TO BE DONE. Copy out the entries below in full and exactly.

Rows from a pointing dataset
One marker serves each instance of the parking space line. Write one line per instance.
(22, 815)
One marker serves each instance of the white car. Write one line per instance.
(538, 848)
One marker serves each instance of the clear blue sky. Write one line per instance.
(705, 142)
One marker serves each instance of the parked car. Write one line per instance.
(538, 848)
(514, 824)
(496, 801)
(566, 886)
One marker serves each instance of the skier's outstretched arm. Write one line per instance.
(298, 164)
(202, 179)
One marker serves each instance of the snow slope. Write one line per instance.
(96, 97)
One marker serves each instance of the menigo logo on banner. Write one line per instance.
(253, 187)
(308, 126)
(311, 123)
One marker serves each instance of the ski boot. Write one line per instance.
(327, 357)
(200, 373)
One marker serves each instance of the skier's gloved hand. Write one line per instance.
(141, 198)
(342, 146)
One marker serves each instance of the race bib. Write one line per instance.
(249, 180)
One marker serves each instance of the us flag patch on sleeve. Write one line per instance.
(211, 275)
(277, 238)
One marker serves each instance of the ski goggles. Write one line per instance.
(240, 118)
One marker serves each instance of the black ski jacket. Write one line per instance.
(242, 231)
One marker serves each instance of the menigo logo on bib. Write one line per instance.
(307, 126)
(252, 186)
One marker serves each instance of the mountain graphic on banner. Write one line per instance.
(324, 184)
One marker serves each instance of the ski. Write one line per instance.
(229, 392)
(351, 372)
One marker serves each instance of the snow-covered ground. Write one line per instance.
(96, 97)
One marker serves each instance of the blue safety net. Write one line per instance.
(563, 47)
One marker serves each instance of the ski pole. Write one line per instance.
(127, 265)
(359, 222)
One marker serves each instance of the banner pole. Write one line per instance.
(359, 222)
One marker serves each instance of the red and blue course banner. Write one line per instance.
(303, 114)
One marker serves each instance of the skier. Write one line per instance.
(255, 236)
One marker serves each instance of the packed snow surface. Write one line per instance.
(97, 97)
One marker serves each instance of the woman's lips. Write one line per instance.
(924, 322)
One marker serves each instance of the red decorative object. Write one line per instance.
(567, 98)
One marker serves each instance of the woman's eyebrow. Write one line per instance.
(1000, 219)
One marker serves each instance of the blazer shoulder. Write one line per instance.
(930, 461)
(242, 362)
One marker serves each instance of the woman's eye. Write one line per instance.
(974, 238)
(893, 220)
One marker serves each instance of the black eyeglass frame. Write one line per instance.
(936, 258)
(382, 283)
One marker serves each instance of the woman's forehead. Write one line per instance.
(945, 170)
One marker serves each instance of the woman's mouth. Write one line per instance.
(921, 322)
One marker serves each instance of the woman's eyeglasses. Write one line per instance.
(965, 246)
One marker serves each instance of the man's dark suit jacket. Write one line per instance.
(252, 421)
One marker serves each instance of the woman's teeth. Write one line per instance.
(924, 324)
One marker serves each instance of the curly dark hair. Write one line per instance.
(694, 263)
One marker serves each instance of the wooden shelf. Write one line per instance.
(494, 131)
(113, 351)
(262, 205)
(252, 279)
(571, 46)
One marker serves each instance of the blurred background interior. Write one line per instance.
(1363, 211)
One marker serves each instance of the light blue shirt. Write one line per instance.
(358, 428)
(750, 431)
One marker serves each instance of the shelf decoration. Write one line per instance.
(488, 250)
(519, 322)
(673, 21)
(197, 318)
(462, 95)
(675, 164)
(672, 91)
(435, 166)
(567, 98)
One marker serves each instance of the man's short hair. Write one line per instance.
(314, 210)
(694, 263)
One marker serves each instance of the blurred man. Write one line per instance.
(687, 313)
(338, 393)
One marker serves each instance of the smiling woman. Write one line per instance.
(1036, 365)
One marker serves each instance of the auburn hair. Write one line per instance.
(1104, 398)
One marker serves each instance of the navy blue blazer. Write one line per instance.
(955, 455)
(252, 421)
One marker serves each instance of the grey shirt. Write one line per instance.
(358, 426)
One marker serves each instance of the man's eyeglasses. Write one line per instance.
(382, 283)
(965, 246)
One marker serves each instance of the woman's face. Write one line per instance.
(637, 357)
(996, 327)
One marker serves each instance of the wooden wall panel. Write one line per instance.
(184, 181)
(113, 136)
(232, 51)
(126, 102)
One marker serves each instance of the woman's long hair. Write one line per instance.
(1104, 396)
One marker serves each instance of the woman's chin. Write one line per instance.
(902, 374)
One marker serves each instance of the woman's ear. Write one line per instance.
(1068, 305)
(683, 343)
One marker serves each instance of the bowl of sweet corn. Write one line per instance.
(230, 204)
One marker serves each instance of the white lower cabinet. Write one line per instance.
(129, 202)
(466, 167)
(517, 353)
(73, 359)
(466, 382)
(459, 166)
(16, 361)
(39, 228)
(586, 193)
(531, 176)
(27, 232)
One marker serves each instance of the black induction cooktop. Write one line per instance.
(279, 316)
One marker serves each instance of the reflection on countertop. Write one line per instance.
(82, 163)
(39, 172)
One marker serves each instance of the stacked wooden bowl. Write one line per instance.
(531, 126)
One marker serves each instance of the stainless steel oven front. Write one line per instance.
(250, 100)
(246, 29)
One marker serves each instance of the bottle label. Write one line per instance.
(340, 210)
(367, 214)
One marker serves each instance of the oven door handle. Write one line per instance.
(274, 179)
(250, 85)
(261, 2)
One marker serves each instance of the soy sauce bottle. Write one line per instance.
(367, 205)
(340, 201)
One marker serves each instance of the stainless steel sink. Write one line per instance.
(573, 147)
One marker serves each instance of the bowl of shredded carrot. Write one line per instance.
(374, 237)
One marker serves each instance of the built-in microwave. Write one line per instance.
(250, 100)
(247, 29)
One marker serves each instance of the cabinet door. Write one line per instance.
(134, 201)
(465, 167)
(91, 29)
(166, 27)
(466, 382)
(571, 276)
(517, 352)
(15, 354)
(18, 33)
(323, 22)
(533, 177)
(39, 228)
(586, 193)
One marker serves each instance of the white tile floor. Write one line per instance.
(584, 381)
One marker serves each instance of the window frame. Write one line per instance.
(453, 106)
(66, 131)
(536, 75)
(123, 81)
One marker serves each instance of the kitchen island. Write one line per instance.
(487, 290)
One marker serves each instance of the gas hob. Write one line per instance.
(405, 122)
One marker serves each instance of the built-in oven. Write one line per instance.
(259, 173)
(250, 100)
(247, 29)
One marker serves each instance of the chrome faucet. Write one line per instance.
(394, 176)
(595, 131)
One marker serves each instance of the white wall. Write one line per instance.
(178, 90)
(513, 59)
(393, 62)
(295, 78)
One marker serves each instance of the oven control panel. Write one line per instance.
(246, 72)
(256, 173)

ANSWER TO THIS TASK.
One marker serves each instance of the parking space line. Write one line per instance.
(22, 815)
One marker serves each instance of the white car. Write one line per instance.
(538, 848)
One marker serves each instance of the clear blue sky. Write one line per instance.
(705, 142)
One marker serves each instance of the parked car. Write one line per instance.
(538, 848)
(514, 824)
(496, 801)
(566, 886)
One marker serves each instance of the skier's outstretched arm. Write one line per instance.
(298, 164)
(202, 179)
One marker serves each instance of the snow slope. Write one line per instance.
(96, 97)
One marker serves each instance of the menigo logo on banner. Write one line per instance.
(253, 187)
(308, 126)
(311, 123)
One marker serves each instance of the ski boot. Write one line per instance.
(327, 357)
(200, 373)
One marker serves each instance of the skier's gloved hand. Write one line per instance.
(141, 198)
(342, 146)
One marker serves each instance of the race bib. Write one line per instance.
(249, 180)
One marker serves each instance of the us flag patch on sleeve. Write one line per instance.
(211, 275)
(277, 238)
One marker serves each instance of the ski goggles. Write one line per instance.
(240, 118)
One marker serves each instance of the black ski jacket. Write one line per instance.
(242, 231)
One marker serves each instance of the menigo logo on bib. Write one line per instance.
(307, 126)
(252, 186)
One marker serves each instance of the mountain graphic on banner. Write one line per instance.
(324, 184)
One marker serves each instance of the ski. Write one line per instance.
(229, 392)
(351, 372)
One marker serves each instance of the snow-covered ground. Write one line per instance.
(96, 97)
One marker serves each instance of the blue safety net. Write one line per instance.
(563, 47)
One marker serves each instance of the ski pole. Write one line per instance.
(127, 265)
(359, 222)
One marker serves each instance of the banner pole. Write one line per instance.
(359, 222)
One marker serves each instance of the red and blue course banner. Write one line per instance.
(303, 114)
One marker serves each instance of the skier. Write one line per instance.
(255, 236)
One marker serves each instance of the packed snow surface. Write one line per instance.
(97, 97)
One marker serves each instance of the woman's lips. Write one line per instance.
(924, 322)
One marker serves each instance of the red decorative object. Write one line per instance.
(567, 98)
One marker serves each instance of the woman's eyebrow. Write one line per instance.
(1000, 219)
One marker serves each instance of the blazer shoulder. Write one line per instance.
(930, 461)
(242, 362)
One marker serves each instance of the woman's eye. Write one line per instance.
(974, 238)
(893, 220)
One marker serves each instance of the black eyeglass frame. Write one line per instance.
(936, 258)
(382, 283)
One marker serves each instance of the woman's forehead. Write one line per instance.
(945, 170)
One marker serves each instance of the woman's mouth. Write one line per instance.
(921, 322)
One marker serves each instance of the woman's eyeglasses. Write one line per instance.
(965, 246)
One marker serves each instance of the man's dark suit jacket. Write one line per instance.
(252, 421)
One marker serves each instance of the woman's teeth. Write one line per instance.
(924, 324)
One marker serves each instance of the curly dark hair. Write one line per instance.
(694, 263)
One marker serves each instance of the wooden shelf. Write one line per instance.
(494, 131)
(113, 351)
(262, 205)
(252, 279)
(571, 46)
One marker serves each instance of the blurred background interior. Write one line per instance.
(1363, 211)
One marker serves each instance of the light blue shirt. Write one line per instance.
(358, 428)
(750, 431)
One marker serves each instance of the shelf decoration. Write one line per instance.
(488, 250)
(519, 322)
(673, 21)
(197, 318)
(462, 95)
(675, 164)
(672, 91)
(435, 166)
(567, 98)
One marker serves each instance of the man's short hair. Write one line per instance.
(314, 210)
(694, 263)
One marker serves each instance of the blurred man. Write one line per instance.
(687, 313)
(338, 393)
One marker serves each instance of the smiling woman. Write one line per instance.
(1036, 365)
One marker serves each instance of the auburn hair. Write one line per instance.
(1104, 398)
One marker serves each instance of the navy blue blazer. Write one line per instance.
(955, 455)
(252, 421)
One marker serves each instance of the grey shirt. Write one line per instance.
(358, 426)
One marker serves each instance of the man's eyeglasses. Write one line per instance.
(382, 283)
(965, 246)
One marker serves each instance of the woman's face. Write one line per instance.
(637, 357)
(996, 327)
One marker serves each instance of the wooden wall panel. Write one line per instance.
(184, 181)
(113, 136)
(232, 51)
(126, 102)
One marker serves each instance of the woman's long hair. Write one line per instance.
(1104, 396)
One marker serves each instance of the woman's chin. Write one line per instance.
(902, 374)
One marker serves each instance of the woman's ear. Write one line per instance.
(1068, 305)
(683, 343)
One marker serves each instance of the bowl of sweet corn. Write one line per instance.
(230, 204)
One marker serves each instance of the white lower cabinet. Write one line per instance.
(129, 202)
(466, 167)
(517, 353)
(73, 359)
(466, 382)
(459, 166)
(16, 361)
(39, 228)
(586, 193)
(531, 176)
(27, 232)
One marker serves each instance of the black induction cooktop. Write one line per instance.
(279, 316)
One marker serves each instance of the reflection on countertop. Write one line per instance.
(82, 163)
(39, 172)
One marker serves each instance of the stacked wooden bowl. Write one line per instance.
(531, 126)
One marker serves each instance of the stainless steel oven front. Write one line per instance.
(250, 100)
(246, 29)
One marker serves each instance of the bottle label. Write one line per instance.
(340, 210)
(367, 214)
One marker serves each instance of the oven door handle. Write one line per instance.
(274, 179)
(250, 85)
(261, 2)
One marker serves each instance of the soy sauce bottle. Write one line per instance.
(367, 205)
(340, 201)
One marker serves each instance of the stainless steel sink. Write one line per instance.
(573, 147)
One marker serves each instance of the bowl of shredded carrot. Write one line per instance.
(374, 237)
One marker serves each instance of the built-in microwave. Write one line per instance.
(250, 100)
(247, 29)
One marker serves each instance of the cabinet door. Write one line per instance.
(134, 201)
(465, 167)
(91, 29)
(166, 27)
(466, 382)
(571, 276)
(517, 352)
(15, 354)
(18, 33)
(323, 22)
(533, 177)
(39, 228)
(586, 193)
One marker serves each instance of the white tile floor. Write one line per instance.
(584, 381)
One marker serves each instance of the window frame. Write one line per instance.
(453, 106)
(66, 131)
(536, 75)
(123, 81)
One marker serves each instance of the kitchen island. Write one line per instance.
(487, 290)
One marker serves each instance of the gas hob. Write one line per instance.
(405, 122)
One marker serves each instance of the built-in oven. Write one line per instance.
(259, 173)
(250, 100)
(247, 29)
One marker serves each instance of the chrome faucet. Write one line per instance.
(394, 176)
(595, 131)
One marker serves each instance of the white wall. Write one line per instance.
(178, 90)
(513, 59)
(393, 62)
(295, 78)
One marker serves each instance of the oven control panel. Write one line per instance.
(246, 72)
(256, 173)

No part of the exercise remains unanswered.